INSTRUCTIONS TO FOLLOW:
The records sit below this line. Repeat all of them exactly.

↓

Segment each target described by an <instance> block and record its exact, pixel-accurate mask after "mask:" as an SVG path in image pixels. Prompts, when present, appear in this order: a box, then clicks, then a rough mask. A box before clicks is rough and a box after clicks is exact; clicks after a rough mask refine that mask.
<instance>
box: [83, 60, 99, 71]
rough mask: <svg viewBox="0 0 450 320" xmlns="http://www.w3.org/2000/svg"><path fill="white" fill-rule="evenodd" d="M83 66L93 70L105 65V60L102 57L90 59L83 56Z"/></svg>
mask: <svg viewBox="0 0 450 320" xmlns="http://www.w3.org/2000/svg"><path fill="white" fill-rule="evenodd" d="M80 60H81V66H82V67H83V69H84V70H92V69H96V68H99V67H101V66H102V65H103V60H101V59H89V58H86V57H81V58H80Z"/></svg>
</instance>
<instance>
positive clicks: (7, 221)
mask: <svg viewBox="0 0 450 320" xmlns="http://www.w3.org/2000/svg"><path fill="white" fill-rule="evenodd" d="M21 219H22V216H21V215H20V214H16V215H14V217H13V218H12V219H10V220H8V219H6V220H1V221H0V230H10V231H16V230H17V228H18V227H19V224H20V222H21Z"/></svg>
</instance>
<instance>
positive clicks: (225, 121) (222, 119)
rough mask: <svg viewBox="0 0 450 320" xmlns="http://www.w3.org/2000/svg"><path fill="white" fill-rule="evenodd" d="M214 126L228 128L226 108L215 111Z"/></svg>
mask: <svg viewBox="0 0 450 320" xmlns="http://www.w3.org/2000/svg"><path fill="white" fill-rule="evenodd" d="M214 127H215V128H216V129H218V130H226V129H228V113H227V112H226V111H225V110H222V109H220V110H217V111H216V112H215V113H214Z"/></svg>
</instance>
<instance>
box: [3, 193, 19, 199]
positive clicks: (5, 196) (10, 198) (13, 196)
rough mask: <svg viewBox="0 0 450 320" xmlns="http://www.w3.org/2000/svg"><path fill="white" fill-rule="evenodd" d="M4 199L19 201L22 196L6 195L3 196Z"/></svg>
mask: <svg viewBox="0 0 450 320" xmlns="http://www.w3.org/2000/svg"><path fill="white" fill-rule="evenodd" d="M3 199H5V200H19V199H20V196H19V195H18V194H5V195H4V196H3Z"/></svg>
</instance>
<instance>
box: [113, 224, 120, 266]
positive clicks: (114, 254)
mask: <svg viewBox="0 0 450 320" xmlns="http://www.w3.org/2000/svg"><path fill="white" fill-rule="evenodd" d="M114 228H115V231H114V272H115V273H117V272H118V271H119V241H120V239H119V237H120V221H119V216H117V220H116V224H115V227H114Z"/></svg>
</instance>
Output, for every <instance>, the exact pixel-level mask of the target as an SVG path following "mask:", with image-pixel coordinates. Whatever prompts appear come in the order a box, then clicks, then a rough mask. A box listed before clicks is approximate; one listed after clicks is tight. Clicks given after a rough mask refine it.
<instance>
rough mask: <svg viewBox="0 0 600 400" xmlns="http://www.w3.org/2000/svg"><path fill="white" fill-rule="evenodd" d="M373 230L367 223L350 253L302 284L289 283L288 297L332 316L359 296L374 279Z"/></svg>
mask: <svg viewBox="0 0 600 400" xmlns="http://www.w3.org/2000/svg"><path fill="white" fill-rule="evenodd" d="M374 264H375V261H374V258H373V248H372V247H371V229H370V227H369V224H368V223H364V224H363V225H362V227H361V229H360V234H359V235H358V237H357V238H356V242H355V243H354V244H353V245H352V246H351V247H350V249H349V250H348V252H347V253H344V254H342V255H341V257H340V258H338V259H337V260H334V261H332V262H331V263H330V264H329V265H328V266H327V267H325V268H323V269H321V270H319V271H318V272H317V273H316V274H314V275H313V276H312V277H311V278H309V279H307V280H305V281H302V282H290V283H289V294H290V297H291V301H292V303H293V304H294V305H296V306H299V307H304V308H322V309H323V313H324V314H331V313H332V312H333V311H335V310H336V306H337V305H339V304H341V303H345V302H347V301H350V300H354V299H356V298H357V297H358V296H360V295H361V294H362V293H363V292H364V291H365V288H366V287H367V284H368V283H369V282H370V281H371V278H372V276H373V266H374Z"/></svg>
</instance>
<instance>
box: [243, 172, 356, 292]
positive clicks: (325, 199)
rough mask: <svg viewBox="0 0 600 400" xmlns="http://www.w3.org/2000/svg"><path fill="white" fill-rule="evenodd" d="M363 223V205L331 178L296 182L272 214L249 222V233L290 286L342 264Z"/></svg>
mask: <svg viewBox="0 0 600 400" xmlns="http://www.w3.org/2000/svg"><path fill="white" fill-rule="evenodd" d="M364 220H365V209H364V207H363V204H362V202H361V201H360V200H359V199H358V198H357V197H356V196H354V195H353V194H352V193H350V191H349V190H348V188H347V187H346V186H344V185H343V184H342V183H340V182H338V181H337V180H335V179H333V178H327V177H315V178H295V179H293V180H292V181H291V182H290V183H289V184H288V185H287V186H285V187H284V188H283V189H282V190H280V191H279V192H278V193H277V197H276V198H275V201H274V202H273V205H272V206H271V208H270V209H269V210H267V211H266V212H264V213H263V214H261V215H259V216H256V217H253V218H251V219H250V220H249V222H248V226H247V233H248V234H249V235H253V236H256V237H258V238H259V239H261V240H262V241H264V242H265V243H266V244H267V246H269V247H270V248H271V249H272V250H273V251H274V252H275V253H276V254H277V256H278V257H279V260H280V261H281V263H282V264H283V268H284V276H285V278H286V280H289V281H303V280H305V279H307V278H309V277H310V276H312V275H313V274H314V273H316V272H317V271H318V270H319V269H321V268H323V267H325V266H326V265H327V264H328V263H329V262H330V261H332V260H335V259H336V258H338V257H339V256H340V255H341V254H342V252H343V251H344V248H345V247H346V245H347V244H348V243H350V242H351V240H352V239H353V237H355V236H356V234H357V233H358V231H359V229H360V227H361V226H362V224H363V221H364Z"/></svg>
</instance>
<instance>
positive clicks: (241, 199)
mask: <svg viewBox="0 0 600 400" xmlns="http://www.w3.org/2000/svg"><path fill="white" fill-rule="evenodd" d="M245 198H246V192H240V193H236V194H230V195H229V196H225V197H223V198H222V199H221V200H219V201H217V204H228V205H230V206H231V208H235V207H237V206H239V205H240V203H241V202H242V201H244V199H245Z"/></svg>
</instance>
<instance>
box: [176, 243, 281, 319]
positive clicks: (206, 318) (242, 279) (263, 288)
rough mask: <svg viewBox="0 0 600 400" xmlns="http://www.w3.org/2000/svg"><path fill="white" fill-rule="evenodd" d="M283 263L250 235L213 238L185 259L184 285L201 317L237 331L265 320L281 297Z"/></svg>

↑

EXERCISE SOLUTION:
Segment each target described by an <instance> block and record its exact, pixel-accurate mask after "mask:" as an SVG path in image pixels. Prompts, when present, appear in this order: a box, then clicks, then a rough mask. A box before clicks is rough and a box after clicks is exact; clicks after a rough mask refine that mask.
<instance>
box: [83, 60, 99, 71]
rough mask: <svg viewBox="0 0 450 320" xmlns="http://www.w3.org/2000/svg"><path fill="white" fill-rule="evenodd" d="M83 66L93 70L105 65V60L102 57L90 59L83 56Z"/></svg>
mask: <svg viewBox="0 0 450 320" xmlns="http://www.w3.org/2000/svg"><path fill="white" fill-rule="evenodd" d="M80 60H81V66H82V67H83V69H84V70H92V69H96V68H99V67H101V66H102V65H103V60H101V59H89V58H86V57H81V58H80Z"/></svg>
</instance>
<instance>
positive clicks: (7, 221)
mask: <svg viewBox="0 0 450 320" xmlns="http://www.w3.org/2000/svg"><path fill="white" fill-rule="evenodd" d="M21 219H22V216H21V215H20V214H16V215H14V217H13V218H12V219H10V220H8V219H6V220H1V221H0V230H10V231H16V230H17V228H18V227H19V224H20V222H21Z"/></svg>
</instance>
<instance>
positive clicks: (225, 121) (222, 119)
rough mask: <svg viewBox="0 0 450 320" xmlns="http://www.w3.org/2000/svg"><path fill="white" fill-rule="evenodd" d="M214 126L228 128L226 108L215 111Z"/></svg>
mask: <svg viewBox="0 0 450 320" xmlns="http://www.w3.org/2000/svg"><path fill="white" fill-rule="evenodd" d="M214 127H215V128H216V129H218V130H226V129H228V113H227V112H226V111H225V110H222V109H220V110H217V111H216V112H215V113H214Z"/></svg>
</instance>
<instance>
box: [3, 193, 19, 199]
positive clicks: (5, 196) (10, 198) (13, 196)
rough mask: <svg viewBox="0 0 450 320" xmlns="http://www.w3.org/2000/svg"><path fill="white" fill-rule="evenodd" d="M4 199L19 201L22 196L6 195L3 196Z"/></svg>
mask: <svg viewBox="0 0 450 320" xmlns="http://www.w3.org/2000/svg"><path fill="white" fill-rule="evenodd" d="M3 199H5V200H19V199H20V196H19V195H18V194H5V195H4V196H3Z"/></svg>
</instance>
<instance>
box: [113, 224, 120, 266]
positive clicks: (114, 254)
mask: <svg viewBox="0 0 450 320" xmlns="http://www.w3.org/2000/svg"><path fill="white" fill-rule="evenodd" d="M114 228H115V231H114V272H115V273H117V272H118V271H119V241H120V239H119V237H120V221H119V216H117V220H116V224H115V227H114Z"/></svg>
</instance>
Output, for every <instance>, the exact pixel-level mask of the target as an SVG path following "mask:", with image-pixel coordinates. Whatever prompts appear come in the order a box, then clicks, then a rough mask. A box listed before clicks is approximate; one listed after clicks is tight. Clicks given after a rough mask refine it.
<instance>
rough mask: <svg viewBox="0 0 600 400" xmlns="http://www.w3.org/2000/svg"><path fill="white" fill-rule="evenodd" d="M373 230L367 223L350 253L302 284L289 283L288 297L332 316L359 296L374 279Z"/></svg>
mask: <svg viewBox="0 0 600 400" xmlns="http://www.w3.org/2000/svg"><path fill="white" fill-rule="evenodd" d="M374 264H375V261H374V258H373V248H372V247H371V229H370V227H369V224H368V223H364V224H363V225H362V227H361V229H360V234H359V235H358V237H357V238H356V242H355V243H354V244H353V245H352V246H351V247H350V249H349V250H348V252H347V253H344V254H342V255H341V257H340V258H338V259H337V260H334V261H332V262H331V263H330V264H329V265H328V266H327V267H325V268H323V269H321V270H319V271H318V272H317V273H316V274H314V275H313V276H312V277H311V278H309V279H307V280H305V281H302V282H290V283H289V294H290V297H291V301H292V303H293V304H294V305H296V306H299V307H304V308H322V309H323V313H324V314H331V313H332V312H333V311H335V310H336V306H337V305H339V304H341V303H345V302H347V301H350V300H354V299H356V298H357V297H358V296H360V295H361V294H362V293H363V292H364V291H365V288H366V287H367V284H368V283H369V282H370V281H371V278H372V276H373V266H374Z"/></svg>
</instance>
<instance>
box: [243, 172, 356, 292]
positive clicks: (325, 199)
rough mask: <svg viewBox="0 0 600 400" xmlns="http://www.w3.org/2000/svg"><path fill="white" fill-rule="evenodd" d="M363 223V205L331 178L296 182L272 214L249 222V233L290 286L342 264Z"/></svg>
mask: <svg viewBox="0 0 600 400" xmlns="http://www.w3.org/2000/svg"><path fill="white" fill-rule="evenodd" d="M364 220H365V209H364V207H363V204H362V202H361V201H360V200H359V199H358V198H357V197H356V196H354V195H353V194H352V193H350V191H349V190H348V188H347V187H346V186H344V185H343V184H342V183H340V182H338V181H337V180H335V179H333V178H327V177H315V178H295V179H293V180H292V181H291V182H290V183H289V184H288V185H287V186H285V187H284V188H283V189H282V190H280V191H279V192H278V193H277V197H276V198H275V201H274V202H273V205H272V206H271V208H270V209H269V210H267V211H266V212H264V213H263V214H261V215H259V216H256V217H253V218H251V219H250V220H249V222H248V226H247V233H248V234H249V235H253V236H256V237H258V238H259V239H261V240H262V241H264V242H265V243H266V244H267V246H269V247H270V248H271V249H272V250H273V251H274V252H275V253H276V254H277V256H278V257H279V260H280V261H281V263H282V264H283V268H284V276H285V278H286V280H289V281H303V280H305V279H307V278H309V277H310V276H312V275H313V274H314V273H316V272H317V271H318V270H319V269H321V268H323V267H325V266H326V265H327V264H328V263H329V262H330V261H332V260H335V259H336V258H338V257H339V256H340V255H341V254H342V252H343V251H344V248H345V247H346V245H347V244H348V243H350V242H351V240H352V239H353V237H355V236H356V234H357V233H358V231H359V229H360V227H361V226H362V224H363V221H364Z"/></svg>
</instance>
<instance>
positive clicks: (241, 199)
mask: <svg viewBox="0 0 600 400" xmlns="http://www.w3.org/2000/svg"><path fill="white" fill-rule="evenodd" d="M245 198H246V192H240V193H236V194H230V195H229V196H225V197H223V198H222V199H221V200H219V201H217V204H228V205H230V206H231V208H235V207H237V206H239V205H240V203H241V202H242V201H244V199H245Z"/></svg>
</instance>
<instance>
box: [176, 243, 281, 319]
positive clicks: (206, 318) (242, 279) (263, 288)
rough mask: <svg viewBox="0 0 600 400" xmlns="http://www.w3.org/2000/svg"><path fill="white" fill-rule="evenodd" d="M283 263L250 235L213 238L185 259L184 285L201 317L237 331L265 320L281 297Z"/></svg>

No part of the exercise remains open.